CHALLENGE: Copy out all of the lines below word for word, without changing anything.
— start of EXTRACTED DATA —
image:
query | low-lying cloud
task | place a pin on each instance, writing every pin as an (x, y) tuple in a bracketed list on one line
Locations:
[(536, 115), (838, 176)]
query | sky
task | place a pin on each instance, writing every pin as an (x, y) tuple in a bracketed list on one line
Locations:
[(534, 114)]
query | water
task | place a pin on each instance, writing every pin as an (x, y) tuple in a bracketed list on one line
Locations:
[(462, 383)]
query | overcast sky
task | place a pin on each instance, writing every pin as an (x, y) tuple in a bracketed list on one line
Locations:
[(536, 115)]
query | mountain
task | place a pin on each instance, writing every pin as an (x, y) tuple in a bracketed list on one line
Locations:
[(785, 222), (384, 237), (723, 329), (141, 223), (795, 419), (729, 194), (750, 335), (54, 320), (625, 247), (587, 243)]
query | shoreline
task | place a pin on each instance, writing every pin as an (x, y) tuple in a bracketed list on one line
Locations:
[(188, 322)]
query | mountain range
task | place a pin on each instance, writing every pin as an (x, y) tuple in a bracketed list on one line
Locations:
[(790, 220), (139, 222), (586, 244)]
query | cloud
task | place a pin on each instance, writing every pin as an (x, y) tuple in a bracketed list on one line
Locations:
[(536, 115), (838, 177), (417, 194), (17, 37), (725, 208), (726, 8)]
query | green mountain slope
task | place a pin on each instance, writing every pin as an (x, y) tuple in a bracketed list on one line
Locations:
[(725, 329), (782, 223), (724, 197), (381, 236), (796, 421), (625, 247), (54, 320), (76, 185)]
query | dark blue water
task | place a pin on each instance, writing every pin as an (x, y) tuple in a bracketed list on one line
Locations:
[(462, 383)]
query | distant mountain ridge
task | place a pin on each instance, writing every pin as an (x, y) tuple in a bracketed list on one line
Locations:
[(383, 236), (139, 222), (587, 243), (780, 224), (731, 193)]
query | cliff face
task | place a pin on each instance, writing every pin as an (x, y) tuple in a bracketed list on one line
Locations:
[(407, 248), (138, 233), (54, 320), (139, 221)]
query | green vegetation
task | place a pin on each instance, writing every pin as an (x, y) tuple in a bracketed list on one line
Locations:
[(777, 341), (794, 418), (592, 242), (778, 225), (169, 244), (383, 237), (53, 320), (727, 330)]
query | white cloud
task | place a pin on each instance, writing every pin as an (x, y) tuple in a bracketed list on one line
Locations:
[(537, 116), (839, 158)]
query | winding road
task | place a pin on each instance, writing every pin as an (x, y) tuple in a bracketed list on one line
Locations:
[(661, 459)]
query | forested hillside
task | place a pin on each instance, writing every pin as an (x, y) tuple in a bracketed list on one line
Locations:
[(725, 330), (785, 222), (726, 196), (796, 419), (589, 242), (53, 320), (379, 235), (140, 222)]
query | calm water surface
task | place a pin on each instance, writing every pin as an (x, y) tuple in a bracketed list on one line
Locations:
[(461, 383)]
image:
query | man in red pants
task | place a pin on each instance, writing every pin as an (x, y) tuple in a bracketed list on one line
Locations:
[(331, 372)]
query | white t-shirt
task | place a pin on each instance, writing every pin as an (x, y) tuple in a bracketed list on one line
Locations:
— end of EXTRACTED DATA —
COMPLETE RESPONSE:
image:
query | low-lying cloud
task | place a pin on each instance, writing every pin as an (x, y) tuple in a bracketed list on one line
Locations:
[(536, 115), (838, 176)]
query | sky
task | place a pin on each instance, writing every pin as an (x, y) tuple in a bracketed list on one line
Locations:
[(534, 114)]
query | water
task | place a pin on each instance, writing every pin as an (x, y) tuple in a bracketed list on one line
Locations:
[(462, 383)]
query | overcast sky
task | place a pin on each instance, writing every pin as an (x, y) tuple in a bracketed list on one line
Locations:
[(536, 115)]
query | mountain
task | place a pin on each instance, writing every pin as an (x, y) tuple in a bracketed list on one line
Locations:
[(785, 222), (384, 237), (723, 329), (141, 223), (795, 419), (729, 194), (750, 335), (54, 320), (625, 247), (587, 243)]
query | shoreline
task | place a pin on each instance, writing every pin as an (x, y) tuple in a bracketed list on one line
Locations:
[(188, 322)]
query | mountain range
task | place a pin on each instance, writing every pin as an (x, y) tuple in a bracketed list on one line
Locations:
[(790, 220), (139, 222), (586, 244)]
query | cloud
task | place a pin on each instance, writing every pin as an (x, y) tuple in a bracketed list on one line
Locations:
[(536, 115), (838, 177), (417, 194), (17, 37), (725, 208), (726, 8)]
query | green mountain slope
task | place a pin on each instance, writing every pin as an (x, y) tuple in a bracketed list on one line
Locations:
[(725, 329), (782, 223), (724, 197), (381, 236), (796, 421), (625, 247), (54, 320), (76, 185)]
query | dark blue water
task | place a pin on each instance, writing every pin as an (x, y) tuple in a bracketed list on one line
Locations:
[(462, 383)]
query | distant mountain ridge
task | place a pin on each instance, writing every pin as an (x, y) tuple in a bracketed list on one line
Locations:
[(383, 236), (139, 222), (587, 243), (780, 224), (731, 193)]
query | cliff face
task | place a pin on each instance, writing every pin as an (x, y) tuple in a bracketed list on one line
Locations:
[(407, 248), (138, 233), (54, 320), (139, 221)]
query | green vegetation
task | place a pin on each instance, writing every pin as an (x, y) tuple in a bracketed list on one line
Locations:
[(777, 341), (794, 418), (592, 242), (778, 225), (169, 244), (383, 237), (53, 320), (727, 330)]
query | white cloud
task | place a pin on each instance, writing every pin as an (x, y) tuple in a bracketed list on one line
Locations:
[(537, 116), (839, 158)]
query | winding road
task | place a pin on each instance, writing every pin as an (x, y) tuple in a bracketed list on one line
Locations:
[(661, 459)]
query | forested hillside
task | place a pin on each instance, writing every pin as an (x, y) tuple in a bracketed list on one line
Locations:
[(725, 330), (785, 222), (726, 196), (796, 419), (589, 242), (53, 320), (379, 235), (140, 222)]
query | calm water surface
task | place a pin on each instance, writing every pin as an (x, y) tuple in a bracketed list on one line
Locations:
[(461, 383)]
image:
query | man in red pants
task | place a pin on each instance, writing every pin as an (x, y) tuple in a bracketed list on one line
Locations:
[(331, 372)]
query | white t-shirt
task | place a pin on each instance, writing every pin as an (x, y) tuple in a bracketed list on one line
Locations:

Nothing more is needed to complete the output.